ALEX TAKES THE TOP STEP ON NASCAR RETURN

Updated: Oct 29, 2019



The 2019 NASCAR Whelen Euro Series Finals at Zolder will be remembered for both the fantastic

racing and the storm which soaked the circuit and produced an unforgettable final race.


What a race weekend - the final round of the 2019 series had everything, fantastic racing and weather conditions which went from one extreme to another. There hasn't been a wet race in Euro NASCAR since 2015, until Sunday, when the drivers had to use all their skills and experience to master a circuit flooded by torrential rain.


The race weekend kicked off for Alex on Thursday with the traditional drive into the local town centre of Heusden-Zolder for all the local fans to meet the drivers and grab a photo.


“It's great to drive the race car on the road, something that, obviously, you're never normally allowed to do! When we get to the town centre, it's a great atmosphere and the Belgian fans are super-passionate,” commented Alex.

> **EXERCISE A**
Copy a portion of the race report word for word. Begin at the words "The 2019 NASCAR" and stop after "by torrential rain.".
> **EXERCISE B**
According to the race report, where did Alex drive the race car on Thursday?
Rely only on the race report for what comes next.

> **STORED DATA**
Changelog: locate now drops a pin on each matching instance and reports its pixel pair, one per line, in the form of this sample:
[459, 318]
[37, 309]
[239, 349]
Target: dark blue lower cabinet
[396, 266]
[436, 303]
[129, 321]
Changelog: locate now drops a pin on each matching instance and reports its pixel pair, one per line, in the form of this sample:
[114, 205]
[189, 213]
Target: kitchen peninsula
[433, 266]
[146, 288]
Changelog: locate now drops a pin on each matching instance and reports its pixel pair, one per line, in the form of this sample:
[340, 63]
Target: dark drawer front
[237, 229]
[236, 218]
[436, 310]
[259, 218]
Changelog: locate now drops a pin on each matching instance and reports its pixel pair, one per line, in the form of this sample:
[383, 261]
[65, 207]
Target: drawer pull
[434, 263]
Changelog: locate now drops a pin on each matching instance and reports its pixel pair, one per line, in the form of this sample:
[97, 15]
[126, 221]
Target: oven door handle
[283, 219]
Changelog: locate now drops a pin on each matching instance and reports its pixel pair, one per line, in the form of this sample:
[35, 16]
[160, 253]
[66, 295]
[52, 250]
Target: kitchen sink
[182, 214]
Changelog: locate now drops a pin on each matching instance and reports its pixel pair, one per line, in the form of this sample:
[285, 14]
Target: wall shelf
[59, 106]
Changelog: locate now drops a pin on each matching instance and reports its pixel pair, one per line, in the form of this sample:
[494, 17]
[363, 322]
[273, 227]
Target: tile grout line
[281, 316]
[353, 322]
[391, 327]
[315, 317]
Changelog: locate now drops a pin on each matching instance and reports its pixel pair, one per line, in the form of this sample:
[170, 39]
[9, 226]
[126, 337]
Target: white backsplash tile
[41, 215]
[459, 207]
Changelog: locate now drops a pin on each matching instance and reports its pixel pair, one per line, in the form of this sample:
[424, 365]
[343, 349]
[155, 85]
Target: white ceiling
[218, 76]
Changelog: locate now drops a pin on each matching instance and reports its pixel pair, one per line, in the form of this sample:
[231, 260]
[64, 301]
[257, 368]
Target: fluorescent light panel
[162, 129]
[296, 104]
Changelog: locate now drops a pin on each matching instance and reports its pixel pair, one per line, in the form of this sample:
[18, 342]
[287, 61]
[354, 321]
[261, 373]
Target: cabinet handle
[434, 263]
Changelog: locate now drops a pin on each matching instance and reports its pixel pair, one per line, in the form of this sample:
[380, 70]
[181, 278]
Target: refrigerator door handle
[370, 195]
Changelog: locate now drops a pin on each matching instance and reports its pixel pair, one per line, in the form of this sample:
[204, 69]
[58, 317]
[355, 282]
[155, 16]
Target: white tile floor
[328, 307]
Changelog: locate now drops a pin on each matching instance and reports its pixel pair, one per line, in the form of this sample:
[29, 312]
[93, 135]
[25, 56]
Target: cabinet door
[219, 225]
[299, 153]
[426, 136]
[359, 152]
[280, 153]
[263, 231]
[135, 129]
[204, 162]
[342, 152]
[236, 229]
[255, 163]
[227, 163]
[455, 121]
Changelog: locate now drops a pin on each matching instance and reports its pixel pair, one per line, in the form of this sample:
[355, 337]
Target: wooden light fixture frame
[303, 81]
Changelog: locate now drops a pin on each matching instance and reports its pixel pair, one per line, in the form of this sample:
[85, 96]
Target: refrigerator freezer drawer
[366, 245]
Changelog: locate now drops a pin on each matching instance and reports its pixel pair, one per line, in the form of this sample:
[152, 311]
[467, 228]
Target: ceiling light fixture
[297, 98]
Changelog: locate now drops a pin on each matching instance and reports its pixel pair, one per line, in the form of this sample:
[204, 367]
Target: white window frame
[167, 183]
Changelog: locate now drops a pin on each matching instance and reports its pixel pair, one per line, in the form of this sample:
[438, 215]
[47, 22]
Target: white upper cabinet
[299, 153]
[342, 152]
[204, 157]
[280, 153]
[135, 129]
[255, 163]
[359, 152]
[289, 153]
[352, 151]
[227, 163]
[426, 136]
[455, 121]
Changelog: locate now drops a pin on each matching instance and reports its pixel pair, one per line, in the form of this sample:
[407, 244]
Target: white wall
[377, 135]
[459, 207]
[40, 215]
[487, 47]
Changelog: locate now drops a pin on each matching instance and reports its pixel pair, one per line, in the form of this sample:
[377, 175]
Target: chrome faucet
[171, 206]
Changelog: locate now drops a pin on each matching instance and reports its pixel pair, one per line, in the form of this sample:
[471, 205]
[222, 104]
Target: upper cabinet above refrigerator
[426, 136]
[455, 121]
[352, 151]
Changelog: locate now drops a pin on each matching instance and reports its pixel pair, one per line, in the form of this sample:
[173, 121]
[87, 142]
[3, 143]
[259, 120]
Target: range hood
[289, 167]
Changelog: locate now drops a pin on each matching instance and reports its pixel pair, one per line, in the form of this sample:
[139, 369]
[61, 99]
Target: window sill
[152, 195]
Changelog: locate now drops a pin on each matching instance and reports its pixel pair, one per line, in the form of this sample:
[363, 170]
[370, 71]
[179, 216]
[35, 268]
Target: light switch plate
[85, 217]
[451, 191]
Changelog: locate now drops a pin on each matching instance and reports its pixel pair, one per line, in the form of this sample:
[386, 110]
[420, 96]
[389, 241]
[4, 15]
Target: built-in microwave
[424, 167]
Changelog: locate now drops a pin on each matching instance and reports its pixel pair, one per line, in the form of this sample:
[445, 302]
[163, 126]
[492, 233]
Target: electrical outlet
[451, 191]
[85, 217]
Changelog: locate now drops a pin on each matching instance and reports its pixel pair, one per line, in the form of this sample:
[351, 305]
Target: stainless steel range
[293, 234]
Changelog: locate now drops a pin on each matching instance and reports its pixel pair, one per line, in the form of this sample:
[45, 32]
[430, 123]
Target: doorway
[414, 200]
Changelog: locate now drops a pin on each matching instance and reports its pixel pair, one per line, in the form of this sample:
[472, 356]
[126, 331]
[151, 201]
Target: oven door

> **EXERCISE SOLUTION A**
The 2019 NASCAR Whelen Euro Series Finals at Zolder will be remembered for both the fantastic

racing and the storm which soaked the circuit and produced an unforgettable final race.


What a race weekend - the final round of the 2019 series had everything, fantastic racing and weather conditions which went from one extreme to another. There hasn't been a wet race in Euro NASCAR since 2015, until Sunday, when the drivers had to use all their skills and experience to master a circuit flooded by torrential rain.

> **EXERCISE SOLUTION B**
Into the local town centre of Heusden-Zolder.